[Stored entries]
******************************

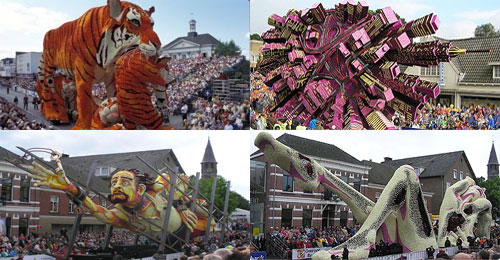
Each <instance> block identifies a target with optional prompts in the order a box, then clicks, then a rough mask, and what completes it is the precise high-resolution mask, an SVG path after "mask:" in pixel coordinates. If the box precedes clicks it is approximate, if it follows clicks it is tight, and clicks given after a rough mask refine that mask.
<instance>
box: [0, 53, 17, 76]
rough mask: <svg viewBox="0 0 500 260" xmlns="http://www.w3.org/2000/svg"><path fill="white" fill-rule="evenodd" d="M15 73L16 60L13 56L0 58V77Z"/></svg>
mask: <svg viewBox="0 0 500 260" xmlns="http://www.w3.org/2000/svg"><path fill="white" fill-rule="evenodd" d="M15 75H16V60H15V59H14V58H5V59H2V60H0V77H1V78H12V77H14V76H15Z"/></svg>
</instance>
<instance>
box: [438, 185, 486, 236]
mask: <svg viewBox="0 0 500 260" xmlns="http://www.w3.org/2000/svg"><path fill="white" fill-rule="evenodd" d="M491 220H492V216H491V202H490V201H489V200H487V199H486V195H485V194H484V191H483V189H482V188H481V187H479V186H477V185H476V183H475V182H474V180H473V179H471V178H470V177H466V178H465V179H464V180H462V181H459V182H457V183H455V184H453V185H452V186H451V187H449V188H448V189H447V190H446V193H445V195H444V198H443V202H442V204H441V208H440V210H439V231H438V243H439V246H444V243H445V241H446V237H448V238H449V239H450V242H451V243H452V244H455V243H456V241H457V239H458V238H460V239H461V240H462V242H463V243H462V245H463V246H468V244H469V243H468V241H467V237H469V236H471V237H474V225H476V228H477V229H476V232H475V235H476V236H478V237H490V223H491Z"/></svg>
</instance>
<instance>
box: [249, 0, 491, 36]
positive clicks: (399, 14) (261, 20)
mask: <svg viewBox="0 0 500 260" xmlns="http://www.w3.org/2000/svg"><path fill="white" fill-rule="evenodd" d="M316 2H322V3H323V6H324V7H325V8H333V7H334V6H335V4H336V3H339V2H341V1H340V0H334V1H331V0H328V1H318V0H272V1H269V0H250V21H251V23H250V32H251V33H259V34H261V33H263V32H265V31H267V30H268V29H270V28H271V27H270V26H269V25H267V18H268V17H269V16H270V15H272V14H273V13H276V14H279V15H281V16H283V15H285V14H286V13H287V11H288V10H289V9H291V8H294V9H297V10H302V9H305V8H309V7H311V6H312V4H313V3H316ZM355 2H357V0H355ZM365 2H366V3H367V4H368V6H369V7H370V9H372V10H376V9H379V8H384V7H387V6H391V7H392V9H393V10H394V11H395V12H396V13H397V14H399V15H400V16H401V17H404V18H405V20H406V21H407V22H408V21H411V20H413V19H416V18H419V17H422V16H424V15H427V14H429V13H434V14H437V15H438V16H439V19H440V21H441V25H440V27H439V30H438V32H437V33H436V35H437V36H439V37H442V38H446V39H461V38H468V37H473V36H474V29H475V28H476V26H478V25H482V24H486V23H492V24H493V25H494V26H495V28H496V29H497V30H498V29H500V2H499V1H498V0H481V1H467V0H439V1H436V0H365Z"/></svg>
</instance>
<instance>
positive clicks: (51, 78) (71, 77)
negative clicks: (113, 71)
mask: <svg viewBox="0 0 500 260" xmlns="http://www.w3.org/2000/svg"><path fill="white" fill-rule="evenodd" d="M153 12H154V7H151V8H150V9H149V10H148V11H144V10H143V9H142V8H140V7H139V6H137V5H135V4H132V3H129V2H125V1H120V0H108V2H107V5H106V6H102V7H96V8H92V9H90V10H88V11H87V12H86V13H85V14H83V16H81V17H80V18H78V19H76V20H74V21H71V22H67V23H65V24H63V25H61V27H59V28H57V29H53V30H50V31H49V32H47V33H46V34H45V38H44V43H43V48H44V49H43V53H42V59H41V62H40V67H39V72H38V76H39V78H38V80H37V92H38V94H39V96H40V99H41V101H42V108H41V111H42V113H43V115H44V116H45V117H46V118H47V119H49V120H61V121H65V120H66V118H65V115H64V114H66V113H67V111H66V109H65V108H66V104H65V103H64V98H63V91H62V89H63V86H62V81H61V80H59V79H58V77H59V75H60V76H62V77H64V78H65V79H66V80H68V81H70V82H71V81H74V84H75V88H76V102H75V103H76V111H77V113H78V120H77V121H76V124H75V126H74V127H73V129H90V127H91V122H92V115H93V113H94V111H95V110H96V109H97V103H96V100H94V99H93V98H92V94H91V92H92V86H93V85H94V84H95V83H97V82H105V84H106V86H108V87H107V88H108V93H112V92H113V91H114V90H113V88H112V85H113V84H112V79H113V67H112V66H110V65H112V64H113V62H114V61H115V60H116V58H117V57H119V56H120V55H121V54H123V53H124V52H126V51H127V50H129V49H130V48H133V47H135V46H139V50H140V51H141V52H142V53H143V54H144V55H146V56H148V57H150V56H156V55H158V52H159V48H160V47H161V42H160V39H159V37H158V35H157V34H156V33H155V32H154V30H153V26H154V21H153V19H152V18H151V14H152V13H153Z"/></svg>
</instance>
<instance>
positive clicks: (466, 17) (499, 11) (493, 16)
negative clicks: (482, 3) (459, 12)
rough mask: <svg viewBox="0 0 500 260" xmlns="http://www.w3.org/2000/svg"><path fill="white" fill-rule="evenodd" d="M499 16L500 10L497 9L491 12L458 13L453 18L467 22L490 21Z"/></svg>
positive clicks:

******************************

* **Job**:
Set down all the entries exactly as they appear, but skip any pictures.

* **Task result**:
Each <instance> block identifies a target with optional prompts in the order a box, then clicks, then a rough mask, and what completes it is the precise high-resolution mask, an SVG path after "mask:" in pixel coordinates. If the box precedes clicks it is approximate, if it follows clicks it is tight, and clicks given after a rough mask refine that mask.
<instance>
box: [0, 53, 17, 76]
rough mask: <svg viewBox="0 0 500 260" xmlns="http://www.w3.org/2000/svg"><path fill="white" fill-rule="evenodd" d="M15 73L16 60L13 56L0 58V77Z"/></svg>
mask: <svg viewBox="0 0 500 260" xmlns="http://www.w3.org/2000/svg"><path fill="white" fill-rule="evenodd" d="M15 75H16V60H15V59H14V58H5V59H2V60H0V77H1V78H12V77H14V76H15Z"/></svg>
</instance>
<instance>
box: [438, 185, 486, 236]
mask: <svg viewBox="0 0 500 260" xmlns="http://www.w3.org/2000/svg"><path fill="white" fill-rule="evenodd" d="M491 220H492V216H491V202H490V201H489V200H487V199H486V195H485V194H484V191H483V189H482V188H481V187H479V186H477V185H476V183H475V182H474V180H473V179H471V178H470V177H466V178H465V179H464V180H462V181H459V182H457V183H455V184H453V185H452V186H451V187H449V188H448V189H447V190H446V193H445V195H444V198H443V202H442V204H441V208H440V210H439V231H438V243H439V246H444V243H445V241H446V237H448V238H449V239H450V242H451V243H452V244H455V243H456V241H457V239H458V238H460V239H461V240H462V242H463V243H462V245H463V246H468V244H469V243H468V241H467V237H469V236H471V237H474V225H476V228H477V229H476V232H475V235H476V236H478V237H490V223H491Z"/></svg>
</instance>
<instance>
box: [249, 0, 491, 36]
positive clicks: (399, 14) (261, 20)
mask: <svg viewBox="0 0 500 260" xmlns="http://www.w3.org/2000/svg"><path fill="white" fill-rule="evenodd" d="M316 2H322V3H323V6H324V7H325V8H333V7H334V6H335V4H336V3H339V2H341V1H340V0H334V1H331V0H328V1H318V0H272V1H269V0H250V21H251V23H250V32H251V33H259V34H261V33H263V32H265V31H267V30H268V29H270V28H271V27H270V26H269V25H267V18H268V17H269V16H270V15H272V14H273V13H276V14H279V15H281V16H283V15H285V14H286V13H287V11H288V10H289V9H291V8H294V9H297V10H302V9H305V8H309V7H311V6H312V4H313V3H316ZM355 2H357V0H355ZM365 2H366V3H367V4H368V6H369V7H370V9H372V10H376V9H379V8H384V7H387V6H391V7H392V9H393V10H394V11H395V12H396V13H397V14H399V15H400V16H401V17H404V18H405V20H406V21H407V22H408V21H411V20H413V19H416V18H419V17H422V16H424V15H427V14H429V13H434V14H437V15H438V16H439V19H440V21H441V25H440V27H439V30H438V32H437V33H436V35H437V36H439V37H442V38H446V39H461V38H468V37H473V36H474V29H475V28H476V26H478V25H482V24H486V23H492V24H493V25H494V26H495V28H496V29H497V30H498V29H500V2H499V1H498V0H481V1H467V0H439V1H436V0H365Z"/></svg>
</instance>
<instance>
positive clicks: (51, 78) (71, 77)
negative clicks: (113, 71)
mask: <svg viewBox="0 0 500 260" xmlns="http://www.w3.org/2000/svg"><path fill="white" fill-rule="evenodd" d="M153 12H154V7H151V8H150V9H149V10H148V11H144V10H143V9H142V8H140V7H139V6H137V5H135V4H132V3H129V2H125V1H120V0H108V2H107V5H106V6H102V7H96V8H92V9H90V10H88V11H87V12H86V13H85V14H83V16H81V17H80V18H78V19H76V20H74V21H71V22H67V23H65V24H63V25H61V27H59V28H57V29H53V30H50V31H49V32H47V33H46V34H45V38H44V43H43V48H44V49H43V53H42V59H41V62H40V67H39V72H38V76H39V78H38V80H37V92H38V94H39V96H40V99H41V101H42V108H41V111H42V113H43V115H44V116H45V117H46V118H47V119H49V120H61V121H65V120H66V118H65V115H64V114H66V113H67V111H66V109H65V108H66V104H65V103H64V98H63V91H62V89H63V86H62V81H61V80H59V79H58V77H59V75H60V76H62V77H64V78H65V79H66V80H68V81H70V82H71V81H74V84H75V88H76V102H75V103H76V111H77V113H78V120H77V121H76V124H75V126H74V127H73V129H90V127H91V122H92V115H93V113H94V111H95V110H96V109H97V103H96V100H94V99H93V98H92V94H91V92H92V86H93V85H94V84H95V83H97V82H105V84H106V86H108V87H107V88H108V93H112V92H113V91H114V90H113V88H112V85H113V84H112V79H113V67H112V66H110V65H112V64H113V62H114V61H115V60H116V58H117V57H119V56H120V55H121V54H123V53H124V52H126V51H127V50H129V49H130V48H133V47H135V46H139V50H140V51H141V52H142V53H143V54H144V55H146V56H148V57H150V56H156V55H158V52H159V48H160V47H161V42H160V39H159V37H158V35H157V34H156V33H155V32H154V30H153V26H154V21H153V19H152V18H151V14H152V13H153Z"/></svg>
</instance>
<instance>
positive clicks: (466, 17) (499, 11) (493, 16)
negative clicks: (482, 3) (459, 12)
rough mask: <svg viewBox="0 0 500 260" xmlns="http://www.w3.org/2000/svg"><path fill="white" fill-rule="evenodd" d="M499 16L500 10L497 9L491 12L458 13L453 18L467 22L490 21Z"/></svg>
positive clicks:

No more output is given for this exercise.